### Описание задания
Продолжите текст об осенних картинах для окна, начав сразу после его последнего предложения.

### Документ
---------------

Правая сторона. Картина III. Осенний вечер. Осенняя песнь. На облаках догорают последние лучи солнца. На фоне вечернего неба силуэтом тянутся тёмные стволы старых лип. За ними меланхолическая даль пустынного парка. В вышине тяжёлым кружевом сплелись лапы ветвей. Они скоро будут голы. Налево грот с облетающим кустом жимолости. Перед нами тихая вода ручья. Они уже тоже скоро исчезнут... Прощальная прогулка. Последний брошенный прощальный взгляд. Последний сорванный цветок. И только осенний флюгер на крыше покинутого дома будет всегда смотреть туда, на юг, куда они теперь стремятся.
Боковая сторона окна. Картина IV. Сон божества. Глубокая осень. Холодная бесстрастная ночь. Спит бог любви. К его подножию жмутся робко последние розы, одна из них заглянула в печальный водоём и утонула в нём»6.
Последний сюжет имеет второй вариант, на котором автор и остановился, не удовлетворённый пустотою ночи, изначально пригрезившейся:
«Спит старый парк у развалины башни; спит бог любви. К его пьедесталу жмутся робко последние бледные розы. Последняя прогулка; последний взгляд перед разлукой— и эти две исчезнут... Вечерний луч солнца высоко в небе догорает на зловещих облаках и отразился в водоёме»7.

---------------

### Записанные данные
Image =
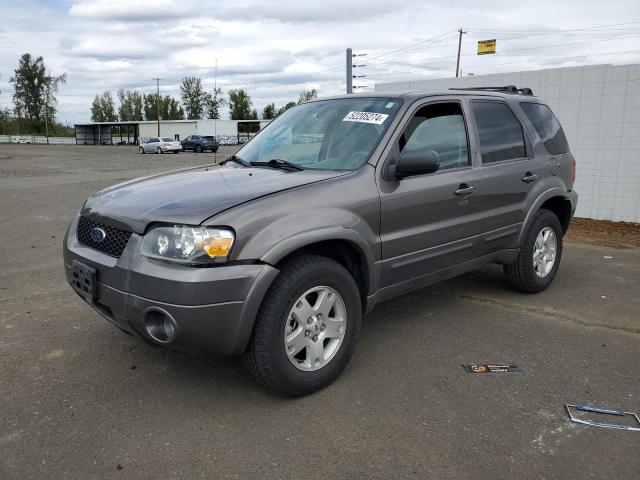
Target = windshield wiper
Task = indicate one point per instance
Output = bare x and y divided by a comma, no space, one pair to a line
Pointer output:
278,163
238,160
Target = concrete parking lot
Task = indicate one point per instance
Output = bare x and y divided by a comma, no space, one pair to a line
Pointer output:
79,399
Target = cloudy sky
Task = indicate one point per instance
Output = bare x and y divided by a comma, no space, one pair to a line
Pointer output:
275,49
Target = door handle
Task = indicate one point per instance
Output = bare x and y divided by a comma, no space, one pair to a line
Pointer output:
464,189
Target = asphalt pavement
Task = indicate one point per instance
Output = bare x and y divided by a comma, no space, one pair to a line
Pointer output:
80,399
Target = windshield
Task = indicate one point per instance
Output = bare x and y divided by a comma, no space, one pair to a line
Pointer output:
326,135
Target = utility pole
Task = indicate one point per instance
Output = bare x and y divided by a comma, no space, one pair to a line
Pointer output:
158,102
460,31
46,113
349,70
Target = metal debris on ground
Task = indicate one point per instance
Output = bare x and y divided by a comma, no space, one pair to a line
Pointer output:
633,422
490,368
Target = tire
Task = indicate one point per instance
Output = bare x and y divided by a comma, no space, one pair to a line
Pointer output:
266,356
523,275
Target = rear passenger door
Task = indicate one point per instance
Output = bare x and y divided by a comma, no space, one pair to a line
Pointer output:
428,221
509,171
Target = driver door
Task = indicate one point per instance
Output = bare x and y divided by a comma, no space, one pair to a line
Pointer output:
428,222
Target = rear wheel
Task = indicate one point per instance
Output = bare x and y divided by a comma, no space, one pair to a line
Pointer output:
307,327
539,257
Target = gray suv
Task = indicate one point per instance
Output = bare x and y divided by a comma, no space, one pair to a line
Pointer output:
336,205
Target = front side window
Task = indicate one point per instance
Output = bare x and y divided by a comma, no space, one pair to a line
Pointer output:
500,132
547,126
439,127
335,134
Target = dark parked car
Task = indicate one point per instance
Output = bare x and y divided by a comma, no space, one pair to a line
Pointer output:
335,206
199,143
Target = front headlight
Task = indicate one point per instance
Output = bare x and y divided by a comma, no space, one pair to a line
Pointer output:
186,244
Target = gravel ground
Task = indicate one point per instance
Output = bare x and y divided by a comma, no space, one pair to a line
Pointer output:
79,399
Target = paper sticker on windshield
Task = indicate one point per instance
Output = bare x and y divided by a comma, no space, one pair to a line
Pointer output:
366,117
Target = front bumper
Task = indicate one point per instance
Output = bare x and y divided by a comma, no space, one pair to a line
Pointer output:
213,309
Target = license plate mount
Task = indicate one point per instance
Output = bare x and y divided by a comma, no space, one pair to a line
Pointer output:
83,280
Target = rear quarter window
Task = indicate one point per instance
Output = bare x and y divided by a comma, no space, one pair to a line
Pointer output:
547,127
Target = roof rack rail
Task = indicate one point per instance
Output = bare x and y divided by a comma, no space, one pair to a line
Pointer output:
512,89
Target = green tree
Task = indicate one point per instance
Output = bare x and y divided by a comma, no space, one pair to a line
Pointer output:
307,96
194,98
170,109
51,84
286,107
240,105
34,92
269,111
213,102
131,105
103,108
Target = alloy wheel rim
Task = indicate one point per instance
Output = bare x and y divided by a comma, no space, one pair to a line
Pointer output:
315,328
544,252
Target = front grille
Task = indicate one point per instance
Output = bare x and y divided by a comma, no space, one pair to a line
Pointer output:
114,242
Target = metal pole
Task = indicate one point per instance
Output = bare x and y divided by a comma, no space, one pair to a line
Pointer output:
460,31
349,71
158,102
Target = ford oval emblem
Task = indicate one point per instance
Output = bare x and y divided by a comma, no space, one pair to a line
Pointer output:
98,234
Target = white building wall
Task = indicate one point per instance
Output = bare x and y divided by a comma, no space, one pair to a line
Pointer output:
599,108
168,129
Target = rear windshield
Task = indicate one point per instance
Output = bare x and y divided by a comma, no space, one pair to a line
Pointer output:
547,126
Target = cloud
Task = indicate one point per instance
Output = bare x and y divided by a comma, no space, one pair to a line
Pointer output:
129,11
331,11
277,48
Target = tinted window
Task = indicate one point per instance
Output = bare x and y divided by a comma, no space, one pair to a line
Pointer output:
547,126
500,133
440,128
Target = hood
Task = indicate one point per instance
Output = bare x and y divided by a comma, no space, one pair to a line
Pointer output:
191,196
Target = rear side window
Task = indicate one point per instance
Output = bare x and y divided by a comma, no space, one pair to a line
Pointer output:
547,126
500,132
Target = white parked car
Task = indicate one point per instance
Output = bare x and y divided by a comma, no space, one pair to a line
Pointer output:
159,145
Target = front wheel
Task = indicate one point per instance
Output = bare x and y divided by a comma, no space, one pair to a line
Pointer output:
307,327
539,257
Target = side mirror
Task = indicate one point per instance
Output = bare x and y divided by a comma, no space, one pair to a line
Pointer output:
417,163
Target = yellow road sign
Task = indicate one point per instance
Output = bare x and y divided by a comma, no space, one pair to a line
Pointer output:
486,46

---------------

### Ожидаемый результат
Но вот странно: в замысле «Времена года» на четвертом панно— зима, ночь. В развернутом описании— лишь глубокая осень, вечерний закат. В эскизе же— лето, день. Может быть, на исходе своём, но все же летний день. Мысль, творимая фантазия автора как бы резко отклоняются от назначенной направленности движения, устремляются назад. И увлекают за собой время— вспять.
Смена времён года издавна символизировала переход от зарождения жизни к её расцвету, затем угасанию и умиранию. Смерть— не она ли страшит художника, заставляя отпрянуть назад? Не смерть— сон, сон языческого божества, не более того,— становится итогом, завершением цикла развития. Сон может смениться пробуждением. Смерть же грозит небытием.
Весь замысел можно определить опять-таки как «языческий». Только языческая смерть, символ торжествующего рока, может страшить, ужасать, обратить в бегство. Художник стремится поэтому утешить себя собственной иллюзией: не смерть, но лишь пантеистический покой, оставляющий надежду на пробуждение и возвращение к жизни,— вот что присуще творимому живописцем миру.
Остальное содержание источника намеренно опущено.